→ **What this task involves**: For the entries below, the result should be an exact transcription of the lines from the one with "Would you be able to pick out the person in red" up to and including the one with "Would you be able to pick out the distant", and only those.

/---

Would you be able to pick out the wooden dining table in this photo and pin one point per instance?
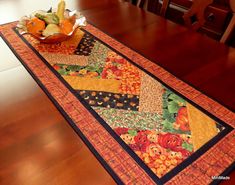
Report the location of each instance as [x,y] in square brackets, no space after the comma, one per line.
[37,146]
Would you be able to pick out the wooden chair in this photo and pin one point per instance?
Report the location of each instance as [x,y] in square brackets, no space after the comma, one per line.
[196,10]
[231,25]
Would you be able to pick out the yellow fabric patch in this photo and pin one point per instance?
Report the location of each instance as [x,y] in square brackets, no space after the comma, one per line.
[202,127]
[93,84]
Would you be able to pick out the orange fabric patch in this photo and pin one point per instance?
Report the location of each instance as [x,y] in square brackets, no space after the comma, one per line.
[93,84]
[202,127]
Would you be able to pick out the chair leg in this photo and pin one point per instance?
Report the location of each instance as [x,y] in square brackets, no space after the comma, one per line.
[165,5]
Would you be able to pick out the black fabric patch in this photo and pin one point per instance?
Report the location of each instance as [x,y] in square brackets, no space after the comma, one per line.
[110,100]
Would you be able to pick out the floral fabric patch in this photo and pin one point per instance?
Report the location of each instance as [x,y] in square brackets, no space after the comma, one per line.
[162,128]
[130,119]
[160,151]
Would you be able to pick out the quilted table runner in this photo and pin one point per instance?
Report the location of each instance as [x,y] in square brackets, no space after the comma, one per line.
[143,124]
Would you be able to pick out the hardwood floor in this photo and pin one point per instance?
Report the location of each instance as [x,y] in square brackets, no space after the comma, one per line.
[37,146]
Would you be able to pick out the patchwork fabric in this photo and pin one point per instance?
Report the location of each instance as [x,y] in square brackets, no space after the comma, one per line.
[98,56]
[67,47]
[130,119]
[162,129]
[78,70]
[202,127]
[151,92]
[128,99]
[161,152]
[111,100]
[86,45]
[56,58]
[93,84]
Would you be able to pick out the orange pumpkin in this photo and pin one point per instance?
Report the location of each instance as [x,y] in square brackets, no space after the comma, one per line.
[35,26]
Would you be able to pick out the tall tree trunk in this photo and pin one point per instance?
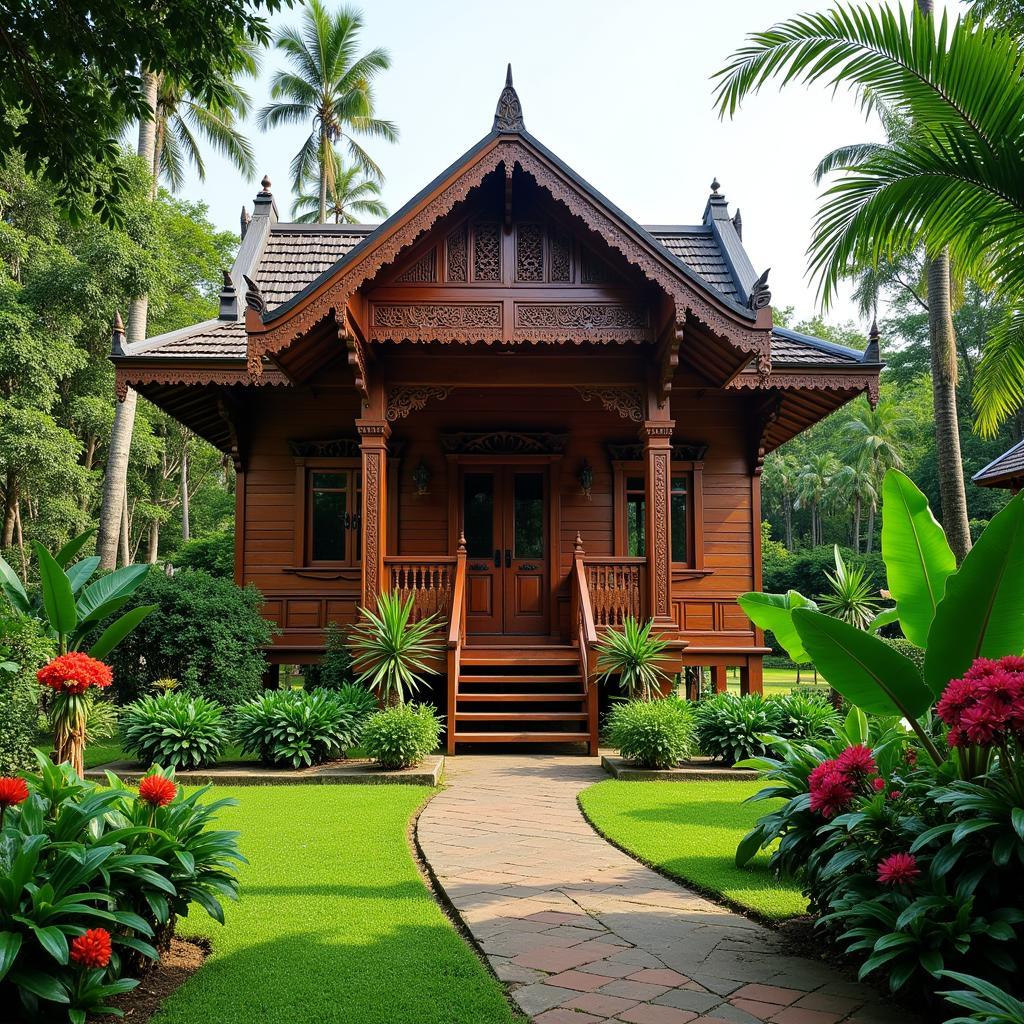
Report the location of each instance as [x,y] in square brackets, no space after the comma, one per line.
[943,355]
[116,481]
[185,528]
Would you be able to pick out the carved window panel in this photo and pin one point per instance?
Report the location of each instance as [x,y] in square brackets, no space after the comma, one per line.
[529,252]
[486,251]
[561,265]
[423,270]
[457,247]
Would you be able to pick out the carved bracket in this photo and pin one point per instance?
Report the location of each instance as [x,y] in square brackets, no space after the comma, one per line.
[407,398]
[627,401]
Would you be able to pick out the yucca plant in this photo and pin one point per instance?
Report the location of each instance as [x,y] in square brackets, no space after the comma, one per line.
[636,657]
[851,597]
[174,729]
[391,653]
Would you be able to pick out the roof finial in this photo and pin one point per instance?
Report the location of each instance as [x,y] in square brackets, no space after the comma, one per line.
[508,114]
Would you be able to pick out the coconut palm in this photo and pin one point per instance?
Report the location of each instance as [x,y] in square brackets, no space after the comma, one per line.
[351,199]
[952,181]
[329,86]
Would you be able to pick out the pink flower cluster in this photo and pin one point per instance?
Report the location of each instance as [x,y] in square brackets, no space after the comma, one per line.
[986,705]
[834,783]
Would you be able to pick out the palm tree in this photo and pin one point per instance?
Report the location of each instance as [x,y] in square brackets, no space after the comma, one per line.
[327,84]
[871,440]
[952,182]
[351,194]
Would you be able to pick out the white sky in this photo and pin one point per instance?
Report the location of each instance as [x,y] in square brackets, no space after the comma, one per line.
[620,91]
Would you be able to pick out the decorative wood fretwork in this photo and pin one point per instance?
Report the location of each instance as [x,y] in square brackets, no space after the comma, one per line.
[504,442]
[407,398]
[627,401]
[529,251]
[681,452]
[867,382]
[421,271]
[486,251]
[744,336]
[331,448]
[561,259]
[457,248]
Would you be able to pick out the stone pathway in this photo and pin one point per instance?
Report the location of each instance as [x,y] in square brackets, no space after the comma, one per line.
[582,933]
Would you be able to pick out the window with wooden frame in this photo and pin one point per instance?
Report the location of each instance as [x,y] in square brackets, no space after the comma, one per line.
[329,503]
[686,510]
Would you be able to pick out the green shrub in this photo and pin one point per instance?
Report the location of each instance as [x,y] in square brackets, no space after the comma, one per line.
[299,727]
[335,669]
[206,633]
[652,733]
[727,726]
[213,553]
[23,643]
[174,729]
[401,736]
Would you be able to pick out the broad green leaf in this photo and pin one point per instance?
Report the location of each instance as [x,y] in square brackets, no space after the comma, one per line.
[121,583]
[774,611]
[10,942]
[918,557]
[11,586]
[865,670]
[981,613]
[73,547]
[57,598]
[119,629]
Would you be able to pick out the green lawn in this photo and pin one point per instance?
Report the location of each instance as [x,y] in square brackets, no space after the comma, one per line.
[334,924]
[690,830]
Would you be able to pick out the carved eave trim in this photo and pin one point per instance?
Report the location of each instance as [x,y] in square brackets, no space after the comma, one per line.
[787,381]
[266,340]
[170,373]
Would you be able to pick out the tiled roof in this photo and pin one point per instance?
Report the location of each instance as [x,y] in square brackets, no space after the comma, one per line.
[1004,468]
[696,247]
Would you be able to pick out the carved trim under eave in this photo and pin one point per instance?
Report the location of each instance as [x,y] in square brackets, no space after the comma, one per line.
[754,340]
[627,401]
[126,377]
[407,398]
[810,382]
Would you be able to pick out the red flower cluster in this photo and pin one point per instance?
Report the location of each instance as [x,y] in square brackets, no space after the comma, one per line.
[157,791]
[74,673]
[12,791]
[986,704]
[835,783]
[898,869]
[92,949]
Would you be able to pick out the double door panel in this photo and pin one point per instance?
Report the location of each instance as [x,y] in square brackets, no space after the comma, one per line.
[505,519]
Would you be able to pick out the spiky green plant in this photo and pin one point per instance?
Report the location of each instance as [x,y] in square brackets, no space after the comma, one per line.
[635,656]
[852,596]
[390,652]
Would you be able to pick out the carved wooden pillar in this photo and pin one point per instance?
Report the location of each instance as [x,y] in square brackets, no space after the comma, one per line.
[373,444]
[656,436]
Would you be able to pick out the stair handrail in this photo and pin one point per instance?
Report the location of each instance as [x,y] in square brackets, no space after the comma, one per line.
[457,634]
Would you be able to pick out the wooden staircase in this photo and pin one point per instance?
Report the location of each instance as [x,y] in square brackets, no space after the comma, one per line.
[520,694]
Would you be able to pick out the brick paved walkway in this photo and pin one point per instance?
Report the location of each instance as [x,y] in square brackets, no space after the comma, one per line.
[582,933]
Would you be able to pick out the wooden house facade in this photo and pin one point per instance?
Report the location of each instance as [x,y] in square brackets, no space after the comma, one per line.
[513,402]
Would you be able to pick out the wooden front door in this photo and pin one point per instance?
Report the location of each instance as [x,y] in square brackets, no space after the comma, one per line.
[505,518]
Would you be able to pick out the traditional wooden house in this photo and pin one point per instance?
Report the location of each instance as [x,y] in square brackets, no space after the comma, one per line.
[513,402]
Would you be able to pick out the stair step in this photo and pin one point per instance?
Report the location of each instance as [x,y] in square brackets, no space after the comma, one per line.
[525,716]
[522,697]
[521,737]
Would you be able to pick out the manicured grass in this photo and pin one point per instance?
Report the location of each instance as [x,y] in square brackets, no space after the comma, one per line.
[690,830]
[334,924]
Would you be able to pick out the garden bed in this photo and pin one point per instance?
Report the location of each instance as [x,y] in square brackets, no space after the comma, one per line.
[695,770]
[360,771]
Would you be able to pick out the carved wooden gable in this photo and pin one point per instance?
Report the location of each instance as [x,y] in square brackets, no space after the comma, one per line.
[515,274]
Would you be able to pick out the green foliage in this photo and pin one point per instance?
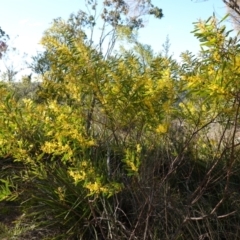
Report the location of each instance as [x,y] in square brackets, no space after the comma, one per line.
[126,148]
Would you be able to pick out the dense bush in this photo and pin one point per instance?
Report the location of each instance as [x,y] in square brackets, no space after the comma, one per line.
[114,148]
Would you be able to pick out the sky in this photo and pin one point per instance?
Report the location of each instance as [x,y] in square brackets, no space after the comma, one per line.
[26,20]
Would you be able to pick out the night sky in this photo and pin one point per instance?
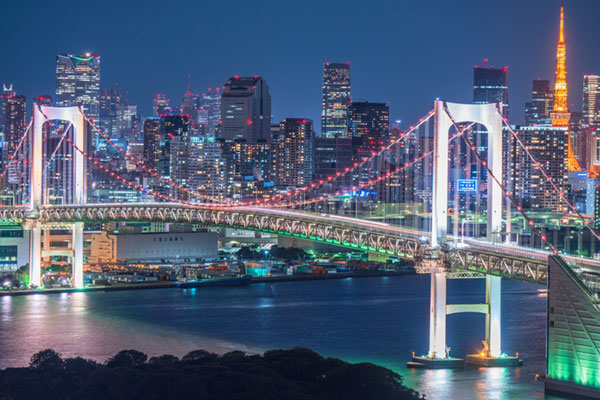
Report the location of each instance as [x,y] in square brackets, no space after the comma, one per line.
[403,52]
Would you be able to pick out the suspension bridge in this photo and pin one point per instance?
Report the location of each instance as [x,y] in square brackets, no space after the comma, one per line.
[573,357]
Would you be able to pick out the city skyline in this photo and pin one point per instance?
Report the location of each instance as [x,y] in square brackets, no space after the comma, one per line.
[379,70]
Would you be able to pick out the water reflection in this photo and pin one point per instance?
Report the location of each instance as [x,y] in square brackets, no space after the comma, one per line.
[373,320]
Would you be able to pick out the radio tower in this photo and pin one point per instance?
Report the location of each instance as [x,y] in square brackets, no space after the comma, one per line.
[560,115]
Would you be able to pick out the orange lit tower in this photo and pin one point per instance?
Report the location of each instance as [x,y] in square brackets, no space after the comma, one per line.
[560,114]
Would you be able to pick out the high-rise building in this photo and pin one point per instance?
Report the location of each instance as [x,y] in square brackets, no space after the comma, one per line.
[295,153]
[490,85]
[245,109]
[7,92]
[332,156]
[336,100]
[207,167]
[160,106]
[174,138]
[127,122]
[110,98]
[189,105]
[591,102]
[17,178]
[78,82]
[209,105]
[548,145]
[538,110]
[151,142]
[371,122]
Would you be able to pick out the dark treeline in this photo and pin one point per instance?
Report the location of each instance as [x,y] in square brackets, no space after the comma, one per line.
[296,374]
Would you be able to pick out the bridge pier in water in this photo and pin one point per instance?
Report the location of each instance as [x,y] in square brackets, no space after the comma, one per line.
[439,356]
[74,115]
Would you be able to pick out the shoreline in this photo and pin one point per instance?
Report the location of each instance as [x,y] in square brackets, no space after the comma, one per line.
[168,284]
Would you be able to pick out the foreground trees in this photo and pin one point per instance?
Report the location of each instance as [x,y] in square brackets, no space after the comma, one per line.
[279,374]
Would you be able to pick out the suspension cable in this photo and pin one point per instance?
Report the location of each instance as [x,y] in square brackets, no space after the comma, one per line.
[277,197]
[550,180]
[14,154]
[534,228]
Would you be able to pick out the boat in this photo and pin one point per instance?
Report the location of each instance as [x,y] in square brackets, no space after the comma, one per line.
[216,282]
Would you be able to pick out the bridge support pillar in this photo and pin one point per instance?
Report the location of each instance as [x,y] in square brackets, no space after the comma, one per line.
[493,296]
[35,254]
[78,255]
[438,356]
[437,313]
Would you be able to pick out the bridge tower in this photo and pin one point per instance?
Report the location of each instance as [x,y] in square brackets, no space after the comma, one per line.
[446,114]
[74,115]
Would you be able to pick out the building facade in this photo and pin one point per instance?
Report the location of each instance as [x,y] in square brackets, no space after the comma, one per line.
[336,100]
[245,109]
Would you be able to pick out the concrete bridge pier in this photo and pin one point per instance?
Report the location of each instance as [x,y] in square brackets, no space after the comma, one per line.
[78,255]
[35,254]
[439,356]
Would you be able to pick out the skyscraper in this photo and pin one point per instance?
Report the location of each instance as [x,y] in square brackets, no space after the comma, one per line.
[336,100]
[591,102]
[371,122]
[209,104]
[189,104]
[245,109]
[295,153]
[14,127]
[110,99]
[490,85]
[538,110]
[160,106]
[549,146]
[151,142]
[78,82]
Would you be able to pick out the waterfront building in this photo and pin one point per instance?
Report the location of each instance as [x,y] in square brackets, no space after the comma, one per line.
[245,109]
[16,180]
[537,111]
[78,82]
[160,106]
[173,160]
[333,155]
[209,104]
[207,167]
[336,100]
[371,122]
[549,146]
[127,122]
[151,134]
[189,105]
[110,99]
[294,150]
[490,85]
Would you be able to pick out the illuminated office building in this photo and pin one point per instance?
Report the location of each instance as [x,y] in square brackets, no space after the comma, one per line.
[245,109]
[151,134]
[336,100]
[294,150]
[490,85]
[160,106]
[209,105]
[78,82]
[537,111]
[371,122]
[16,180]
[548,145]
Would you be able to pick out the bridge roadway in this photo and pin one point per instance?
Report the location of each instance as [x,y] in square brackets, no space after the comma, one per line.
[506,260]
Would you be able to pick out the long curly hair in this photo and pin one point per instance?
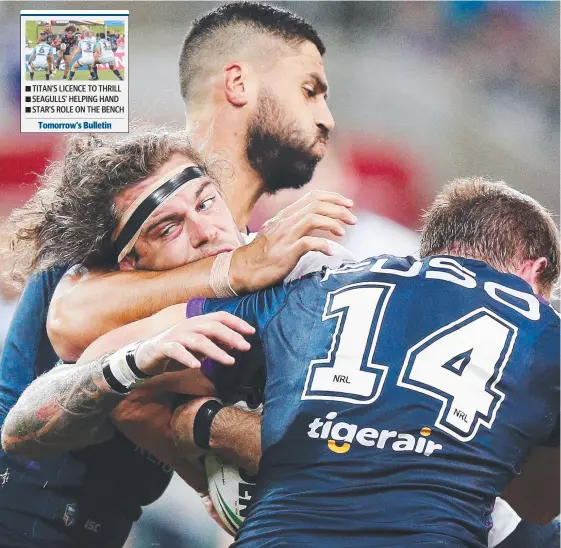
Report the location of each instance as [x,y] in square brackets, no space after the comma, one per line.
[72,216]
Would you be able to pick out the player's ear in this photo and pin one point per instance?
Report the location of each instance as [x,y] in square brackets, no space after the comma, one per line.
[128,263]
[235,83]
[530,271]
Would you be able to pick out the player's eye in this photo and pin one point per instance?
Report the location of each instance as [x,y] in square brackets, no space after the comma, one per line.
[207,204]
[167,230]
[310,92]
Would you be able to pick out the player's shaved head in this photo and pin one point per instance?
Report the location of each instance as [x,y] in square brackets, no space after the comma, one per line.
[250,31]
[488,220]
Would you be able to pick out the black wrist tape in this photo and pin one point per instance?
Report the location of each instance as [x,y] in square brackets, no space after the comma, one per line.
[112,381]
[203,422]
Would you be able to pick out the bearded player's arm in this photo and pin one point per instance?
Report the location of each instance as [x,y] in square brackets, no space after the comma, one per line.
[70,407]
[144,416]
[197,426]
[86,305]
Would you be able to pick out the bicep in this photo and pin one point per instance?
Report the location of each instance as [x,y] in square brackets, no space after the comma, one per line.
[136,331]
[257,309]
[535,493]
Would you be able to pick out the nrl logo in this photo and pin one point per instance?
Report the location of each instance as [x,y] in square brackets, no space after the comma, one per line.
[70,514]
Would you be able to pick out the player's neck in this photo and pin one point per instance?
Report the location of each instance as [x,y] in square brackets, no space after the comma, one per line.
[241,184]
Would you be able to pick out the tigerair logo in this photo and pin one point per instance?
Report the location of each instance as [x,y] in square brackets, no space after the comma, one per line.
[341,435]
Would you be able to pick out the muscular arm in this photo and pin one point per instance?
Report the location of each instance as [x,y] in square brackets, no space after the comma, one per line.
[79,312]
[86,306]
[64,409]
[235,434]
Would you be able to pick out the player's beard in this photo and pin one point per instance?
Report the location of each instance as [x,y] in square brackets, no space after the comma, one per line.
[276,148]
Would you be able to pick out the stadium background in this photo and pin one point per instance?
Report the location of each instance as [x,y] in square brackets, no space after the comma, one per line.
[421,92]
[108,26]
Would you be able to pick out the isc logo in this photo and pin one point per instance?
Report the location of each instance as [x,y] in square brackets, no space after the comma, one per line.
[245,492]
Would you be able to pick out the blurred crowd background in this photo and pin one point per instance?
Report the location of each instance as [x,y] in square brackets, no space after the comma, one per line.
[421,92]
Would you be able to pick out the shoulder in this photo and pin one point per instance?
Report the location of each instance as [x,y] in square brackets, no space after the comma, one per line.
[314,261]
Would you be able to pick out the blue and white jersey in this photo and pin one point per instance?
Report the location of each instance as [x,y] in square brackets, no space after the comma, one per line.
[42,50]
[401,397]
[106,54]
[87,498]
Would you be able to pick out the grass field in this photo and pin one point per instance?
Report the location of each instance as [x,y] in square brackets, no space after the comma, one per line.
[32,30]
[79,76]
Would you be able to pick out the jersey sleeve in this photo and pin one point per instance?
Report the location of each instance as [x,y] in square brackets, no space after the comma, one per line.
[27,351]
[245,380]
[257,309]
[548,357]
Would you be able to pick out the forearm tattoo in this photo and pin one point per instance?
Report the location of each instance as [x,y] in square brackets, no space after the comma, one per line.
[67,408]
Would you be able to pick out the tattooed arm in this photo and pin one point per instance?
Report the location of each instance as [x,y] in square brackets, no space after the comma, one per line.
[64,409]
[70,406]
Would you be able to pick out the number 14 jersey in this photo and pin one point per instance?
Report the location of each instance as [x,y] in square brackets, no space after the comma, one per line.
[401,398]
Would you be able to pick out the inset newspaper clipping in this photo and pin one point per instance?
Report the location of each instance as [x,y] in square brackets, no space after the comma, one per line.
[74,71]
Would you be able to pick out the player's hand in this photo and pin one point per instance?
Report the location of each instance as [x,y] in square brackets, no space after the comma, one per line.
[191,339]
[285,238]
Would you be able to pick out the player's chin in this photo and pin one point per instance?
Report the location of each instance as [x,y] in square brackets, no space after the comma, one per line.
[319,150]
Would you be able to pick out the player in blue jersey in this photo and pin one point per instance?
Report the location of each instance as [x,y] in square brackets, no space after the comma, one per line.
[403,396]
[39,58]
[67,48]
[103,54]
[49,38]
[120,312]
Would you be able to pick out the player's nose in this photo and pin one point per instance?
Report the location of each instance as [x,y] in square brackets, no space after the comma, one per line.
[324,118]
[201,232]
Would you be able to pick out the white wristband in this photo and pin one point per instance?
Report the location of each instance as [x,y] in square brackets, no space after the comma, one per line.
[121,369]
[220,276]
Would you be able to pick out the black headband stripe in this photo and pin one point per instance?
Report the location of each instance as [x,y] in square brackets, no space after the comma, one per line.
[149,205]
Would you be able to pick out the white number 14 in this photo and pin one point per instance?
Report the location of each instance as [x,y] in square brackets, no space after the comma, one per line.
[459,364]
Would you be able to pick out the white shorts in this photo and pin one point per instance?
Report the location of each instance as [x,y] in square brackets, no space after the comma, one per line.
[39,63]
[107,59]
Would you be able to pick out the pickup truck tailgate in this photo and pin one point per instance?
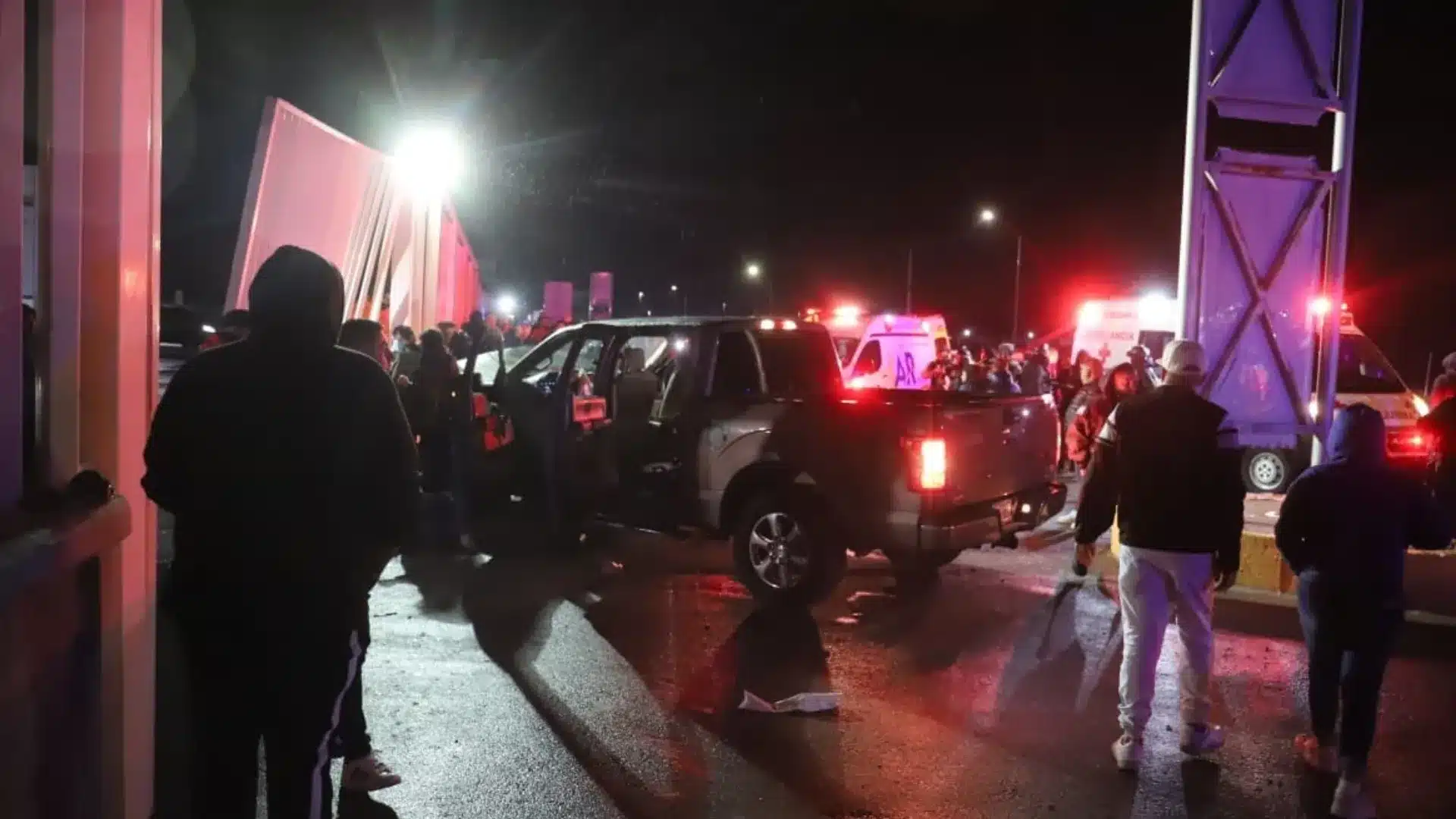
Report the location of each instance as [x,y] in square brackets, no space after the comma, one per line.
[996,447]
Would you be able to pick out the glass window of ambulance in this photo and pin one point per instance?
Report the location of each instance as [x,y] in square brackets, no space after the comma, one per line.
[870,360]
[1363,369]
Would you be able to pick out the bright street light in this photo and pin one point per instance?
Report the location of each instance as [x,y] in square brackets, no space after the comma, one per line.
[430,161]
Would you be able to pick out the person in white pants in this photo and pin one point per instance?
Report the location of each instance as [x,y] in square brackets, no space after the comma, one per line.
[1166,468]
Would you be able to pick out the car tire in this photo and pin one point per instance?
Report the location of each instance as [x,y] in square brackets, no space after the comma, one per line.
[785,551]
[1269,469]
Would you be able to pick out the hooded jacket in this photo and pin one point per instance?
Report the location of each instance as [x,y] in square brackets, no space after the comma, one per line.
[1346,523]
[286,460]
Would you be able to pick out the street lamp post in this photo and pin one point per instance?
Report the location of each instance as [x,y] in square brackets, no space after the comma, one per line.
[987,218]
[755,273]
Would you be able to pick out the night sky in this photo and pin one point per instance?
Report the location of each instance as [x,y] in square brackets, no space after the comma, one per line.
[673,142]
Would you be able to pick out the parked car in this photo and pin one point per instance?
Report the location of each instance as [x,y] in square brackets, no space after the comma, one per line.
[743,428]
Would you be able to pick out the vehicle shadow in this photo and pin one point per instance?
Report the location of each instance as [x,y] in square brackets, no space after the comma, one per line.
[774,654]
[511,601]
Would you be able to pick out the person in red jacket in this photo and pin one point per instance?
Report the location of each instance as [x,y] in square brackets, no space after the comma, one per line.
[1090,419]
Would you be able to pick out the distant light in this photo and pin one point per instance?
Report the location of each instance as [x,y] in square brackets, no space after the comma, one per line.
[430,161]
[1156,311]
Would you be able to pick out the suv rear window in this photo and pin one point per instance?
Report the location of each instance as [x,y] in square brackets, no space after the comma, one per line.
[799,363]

\---

→ **Result**:
Would you be able to pick out the person in red jacket in this photo and pin one point per instance?
Report the location of each instance as [x,y] in square brackets, no space after the comma, one per line.
[1090,419]
Would you be able to pick out the distant light in this photo and pin one point per instance?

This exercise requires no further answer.